## PROBLEM
How many lines of the items below contain the word "mountain"? Reply with the number alone.

[Dataset excerpts on object pointing]
———
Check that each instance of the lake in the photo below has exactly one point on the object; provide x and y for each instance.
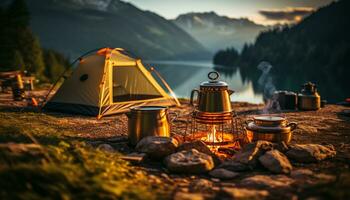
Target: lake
(183, 76)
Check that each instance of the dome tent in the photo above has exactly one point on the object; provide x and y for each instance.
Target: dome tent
(108, 82)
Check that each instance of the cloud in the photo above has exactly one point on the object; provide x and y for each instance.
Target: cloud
(288, 14)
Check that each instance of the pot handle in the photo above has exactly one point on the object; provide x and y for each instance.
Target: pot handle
(192, 96)
(292, 126)
(230, 92)
(174, 117)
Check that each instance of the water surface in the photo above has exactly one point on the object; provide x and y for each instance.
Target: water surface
(183, 76)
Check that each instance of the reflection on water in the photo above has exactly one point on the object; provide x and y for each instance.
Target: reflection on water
(185, 76)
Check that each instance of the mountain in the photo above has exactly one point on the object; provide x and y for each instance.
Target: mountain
(76, 26)
(216, 32)
(317, 49)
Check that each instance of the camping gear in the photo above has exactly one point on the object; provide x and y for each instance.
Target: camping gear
(213, 96)
(287, 100)
(17, 88)
(107, 82)
(309, 99)
(148, 121)
(270, 128)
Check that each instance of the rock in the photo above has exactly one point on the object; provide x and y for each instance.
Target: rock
(234, 166)
(264, 181)
(200, 185)
(188, 196)
(242, 194)
(306, 176)
(157, 147)
(251, 152)
(276, 162)
(106, 147)
(223, 174)
(301, 173)
(198, 145)
(307, 153)
(189, 161)
(201, 147)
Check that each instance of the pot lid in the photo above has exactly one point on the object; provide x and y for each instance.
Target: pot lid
(214, 81)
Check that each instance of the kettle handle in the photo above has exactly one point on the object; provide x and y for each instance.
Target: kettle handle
(192, 96)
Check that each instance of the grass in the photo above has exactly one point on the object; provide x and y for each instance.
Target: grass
(62, 167)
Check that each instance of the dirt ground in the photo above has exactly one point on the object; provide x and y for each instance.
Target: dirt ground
(326, 126)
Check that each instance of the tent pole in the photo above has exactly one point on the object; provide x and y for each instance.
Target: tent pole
(166, 85)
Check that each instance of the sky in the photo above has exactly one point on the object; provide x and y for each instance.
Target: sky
(266, 12)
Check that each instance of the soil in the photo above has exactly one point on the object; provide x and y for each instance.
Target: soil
(325, 126)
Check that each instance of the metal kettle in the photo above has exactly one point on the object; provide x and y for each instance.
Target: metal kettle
(309, 99)
(213, 96)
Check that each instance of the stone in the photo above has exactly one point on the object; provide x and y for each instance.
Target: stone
(223, 174)
(197, 144)
(251, 152)
(242, 194)
(234, 166)
(307, 153)
(276, 162)
(188, 196)
(157, 147)
(106, 147)
(200, 185)
(268, 182)
(189, 162)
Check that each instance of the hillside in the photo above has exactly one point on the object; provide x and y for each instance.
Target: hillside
(216, 32)
(316, 49)
(76, 26)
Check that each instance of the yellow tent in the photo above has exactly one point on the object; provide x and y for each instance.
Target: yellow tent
(106, 83)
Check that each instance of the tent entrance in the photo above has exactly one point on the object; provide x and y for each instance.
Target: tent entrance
(130, 84)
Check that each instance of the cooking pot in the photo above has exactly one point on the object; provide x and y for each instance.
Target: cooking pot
(270, 128)
(148, 121)
(213, 95)
(309, 99)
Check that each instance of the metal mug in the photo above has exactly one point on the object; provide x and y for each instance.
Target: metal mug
(148, 121)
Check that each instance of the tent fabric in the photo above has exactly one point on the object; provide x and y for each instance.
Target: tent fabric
(106, 83)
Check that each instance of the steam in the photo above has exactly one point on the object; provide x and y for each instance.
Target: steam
(265, 82)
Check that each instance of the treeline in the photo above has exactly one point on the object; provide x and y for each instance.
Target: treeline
(316, 49)
(20, 49)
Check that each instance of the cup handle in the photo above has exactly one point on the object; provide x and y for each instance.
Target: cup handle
(292, 126)
(192, 96)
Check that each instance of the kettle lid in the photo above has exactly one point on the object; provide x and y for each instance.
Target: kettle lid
(214, 80)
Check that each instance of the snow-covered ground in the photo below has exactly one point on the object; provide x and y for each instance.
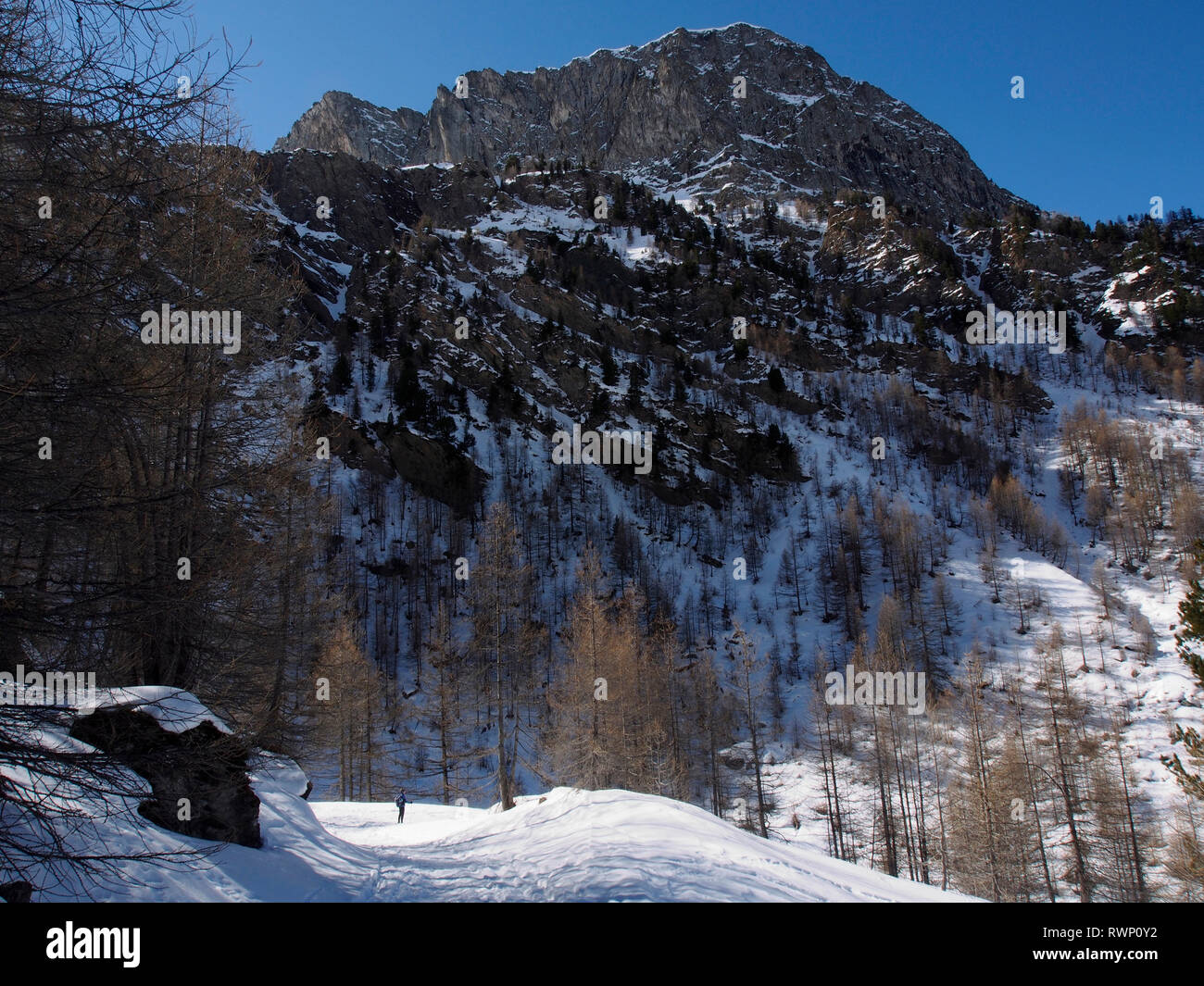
———
## FINISHED TASK
2